TESTO:
Nell’epoca della post-letteratura non ha nessuna importanza ricordare che
esiste, naturalmente, una sterminata bibliografia sulle radici bibliche della
cultura occidentale e sul valore letterario inestimabile di quest’opera. Si
potrebbe, anche, affermare che uno scrittore che non legga la Bibbia è, di
fatto, uno scrittore mancato, qualcuno, cioè, che si condanna da solo a
un’amputazione dell’immaginario, ma si condanna, anche, al rinnegamento perpetuo
di quei tre criteri estetici che Harold Bloom, insuperato lettore della Bibbia,
indicava come basilari per ogni libro che meriti di essere preso in
considerazione: lo splendore estetico, il vigore intellettuale e la saggezza. Ma
a che cosa serve sottolinearlo? Servirebbe, piuttosto, sostenere che nell’epoca
della post-letteratura la letteratura stessa deve essere un non-luogo facilmente
abitabile da tutti. Da qui deriva il resto. Anche il fatto che se si intende
reimmettere la Bibbia nel tritacarne del «culturale» odierno – ovvero di ciò che
Richard Millet chiama «l’alleanza dell’intrattenimento con la propaganda» –
bisogna farlo come si fa con i bambini: proponendo una lettura facile facile,
con una semplice parafrasi di alcune sue storie più famose, senza
approfondimento, nessun tentativo di analisi di qualunque genere (letteraria,
stilistica, antropologica, politica, storica).
È quello che troviamo nel libro Il Dio dei nostri padri: il grande romanzo della
Bibbia di Aldo Cazzullo (HarperCollins). Eccola la parola «passe-partout»,
l’esca del mercato editoriale: «romanzo». Come se la Bibbia fosse un testo
scritto da una singola persona, dall’inizio alla fine, e non una raccolta
eterogenea di libri composti in epoche diverse, da autori diversi, in lingue
diverse (ebraico e aramaico il Tanàkh e greco il Nuovo testamento), di generi
differenti, e perfino con finalità differenti. Il romanzo: basta la parola, nel
trionfo del post-letterario. Ma non è solo questo.

ESERCIZIO A:
Secondo il testo sulla Bibbia, quali sono i tre criteri estetici che Harold Bloom considerava basilari per ogni libro?
ESERCIZIO B:
Per favore, prosegui il testo sulla Bibbia a partire dalla frase con cui si chiude.
L'elenco seguente non ha alcun rapporto con il testo sulla Bibbia.

ELENCO ESTRATTO:

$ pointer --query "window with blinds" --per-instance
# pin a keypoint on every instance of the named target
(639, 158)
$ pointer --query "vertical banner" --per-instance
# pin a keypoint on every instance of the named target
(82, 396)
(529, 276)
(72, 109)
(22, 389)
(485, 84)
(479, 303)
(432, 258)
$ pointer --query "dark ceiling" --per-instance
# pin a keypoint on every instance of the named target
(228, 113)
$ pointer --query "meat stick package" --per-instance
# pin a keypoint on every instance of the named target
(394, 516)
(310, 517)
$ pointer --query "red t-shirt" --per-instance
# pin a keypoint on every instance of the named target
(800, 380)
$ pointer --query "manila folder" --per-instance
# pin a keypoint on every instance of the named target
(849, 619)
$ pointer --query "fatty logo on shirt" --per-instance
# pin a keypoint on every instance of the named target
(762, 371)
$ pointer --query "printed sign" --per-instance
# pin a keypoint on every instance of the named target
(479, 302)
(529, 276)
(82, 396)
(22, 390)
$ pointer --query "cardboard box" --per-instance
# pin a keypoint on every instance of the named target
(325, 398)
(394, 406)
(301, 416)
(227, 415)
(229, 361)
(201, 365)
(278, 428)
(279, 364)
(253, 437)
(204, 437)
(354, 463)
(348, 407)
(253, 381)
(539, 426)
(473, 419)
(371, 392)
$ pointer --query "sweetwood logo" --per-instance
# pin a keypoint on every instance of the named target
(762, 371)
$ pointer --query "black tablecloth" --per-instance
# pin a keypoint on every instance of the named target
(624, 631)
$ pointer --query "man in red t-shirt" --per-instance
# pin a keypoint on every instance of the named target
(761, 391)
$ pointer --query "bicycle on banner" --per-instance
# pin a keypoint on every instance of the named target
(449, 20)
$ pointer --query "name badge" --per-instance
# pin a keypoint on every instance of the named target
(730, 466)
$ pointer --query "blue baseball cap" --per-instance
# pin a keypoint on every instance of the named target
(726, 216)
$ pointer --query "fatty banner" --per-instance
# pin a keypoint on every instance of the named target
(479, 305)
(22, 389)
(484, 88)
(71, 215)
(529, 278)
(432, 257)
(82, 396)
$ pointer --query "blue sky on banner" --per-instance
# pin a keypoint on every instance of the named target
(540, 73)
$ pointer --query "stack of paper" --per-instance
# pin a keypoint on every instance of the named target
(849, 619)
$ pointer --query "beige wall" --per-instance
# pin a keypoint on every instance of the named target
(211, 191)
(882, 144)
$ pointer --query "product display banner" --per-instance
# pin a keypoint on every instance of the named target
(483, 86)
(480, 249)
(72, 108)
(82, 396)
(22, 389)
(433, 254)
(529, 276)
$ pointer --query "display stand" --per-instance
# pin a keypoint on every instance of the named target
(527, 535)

---

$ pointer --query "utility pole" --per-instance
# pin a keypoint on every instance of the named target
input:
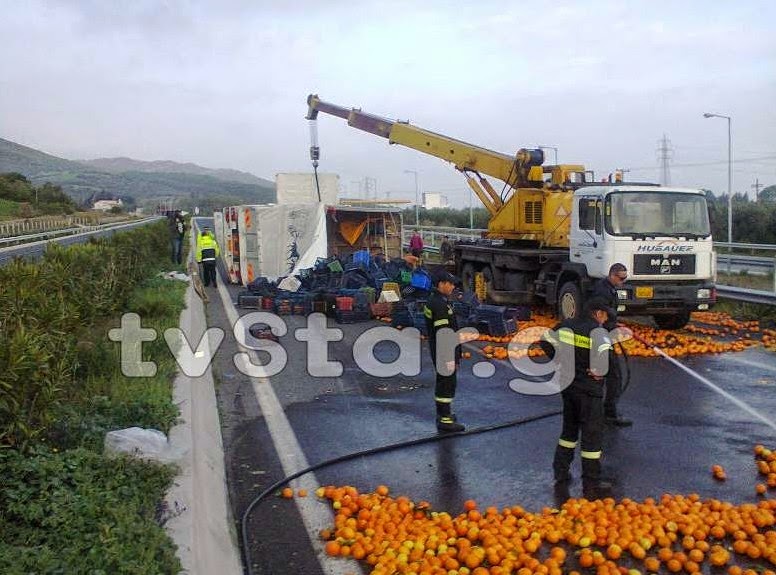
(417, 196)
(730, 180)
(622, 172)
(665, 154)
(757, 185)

==

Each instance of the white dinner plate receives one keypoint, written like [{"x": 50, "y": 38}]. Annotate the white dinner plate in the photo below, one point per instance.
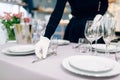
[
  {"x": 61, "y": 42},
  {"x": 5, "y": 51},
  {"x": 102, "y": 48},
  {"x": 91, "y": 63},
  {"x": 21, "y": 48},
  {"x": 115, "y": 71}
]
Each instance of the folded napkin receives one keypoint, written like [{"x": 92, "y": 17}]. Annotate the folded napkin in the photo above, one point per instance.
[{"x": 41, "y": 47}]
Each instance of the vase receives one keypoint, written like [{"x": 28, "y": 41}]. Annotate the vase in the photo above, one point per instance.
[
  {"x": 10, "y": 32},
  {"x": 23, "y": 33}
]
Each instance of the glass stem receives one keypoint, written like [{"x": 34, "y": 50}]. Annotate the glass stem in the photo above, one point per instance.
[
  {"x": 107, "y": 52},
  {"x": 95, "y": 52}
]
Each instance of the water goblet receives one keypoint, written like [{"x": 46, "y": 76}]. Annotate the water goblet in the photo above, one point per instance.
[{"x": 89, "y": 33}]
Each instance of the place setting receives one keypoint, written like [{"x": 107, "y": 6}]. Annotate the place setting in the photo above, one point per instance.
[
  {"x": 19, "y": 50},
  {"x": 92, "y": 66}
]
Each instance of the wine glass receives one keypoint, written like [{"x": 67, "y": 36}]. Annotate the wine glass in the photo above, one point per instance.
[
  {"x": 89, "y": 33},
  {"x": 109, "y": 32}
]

RISPOSTA A:
Lo splendore estetico, il vigore intellettuale e la saggezza.

RISPOSTA B:
Non ho nulla contro Cazzullo, intendiamoci. Il suo libro non ha alcuna pretesa
critica. Se ne parlo qui è perché il suo successo di vendite mi sembra
particolarmente emblematico dei tempi che stiamo vivendo. Si potrebbe obiettare
che un libro divulgativo non può essere emblematico di alcunché, ma io credo, al
contrario, che la divulgazione non sia mai neutra, né innocua, poiché sottende
un assunto ineludibile su ciò che deve essere trasmesso e ciò che invece non
deve. Basti pensare a quanta ideologia è celata dietro la divulgazione di uno
storico come Alessandro Barbero (non mi riferisco solo alle prese di posizione
sulla guerra in Ucraina, ma alla sua dichiarazione, davanti a un uditorio di non
specialisti, che il regno di Israele non sarebbe mai esistito, asserzione basata
sulle posizioni della cosiddetta «scuola di Copenaghen», ma che ignora
volutamente tutto il dibattito storico-archeologico che a quella visione
minimalista si oppone).
Qual è, dunque, l’operazione ideologica sottesa al libro di Cazzullo? Che a un
popolo di non lettori in generale e di non lettori della Bibbia in particolare
basti offrire un grado zero della lettura, per così dire, affinché una raccolta
di testi letterari tra i più alti e complessi della tradizione occidentale (mi
riferisco, in particolare, alla Bibbia ebraica), si trasformi in un
«fattariello», in un «romanzo», in un bestseller capace di scalare le
classifiche. Con quali conseguenze? Quelle di una colossale mistificazione
culturale.
Rembrandt, Davide sfida Golia, 1655
Leggiamo, per capire, la prima pagina del libro, che inizia, giustamente, con i
primi versi di Genesi, ripresi dalla versione CEI della Bibbia:
> «In principio Dio creò il cielo e la terra. La terra era informe e deserta, le
> tenebre ricoprivano l’abisso, e lo spirito di Dio aleggiava sulle acque».
Cazzullo chiosa così: «Non mi viene in mente un attacco altrettanto memorabile».
E per dare solidità alla sua affermazione perentoria, aggiunge altri celebri
incipit di romanzi (ci risiamo!) della letteratura universale («Moby Dick»,
«Anna Karenina», ecc.) dimostrandone il minor impatto, al confronto.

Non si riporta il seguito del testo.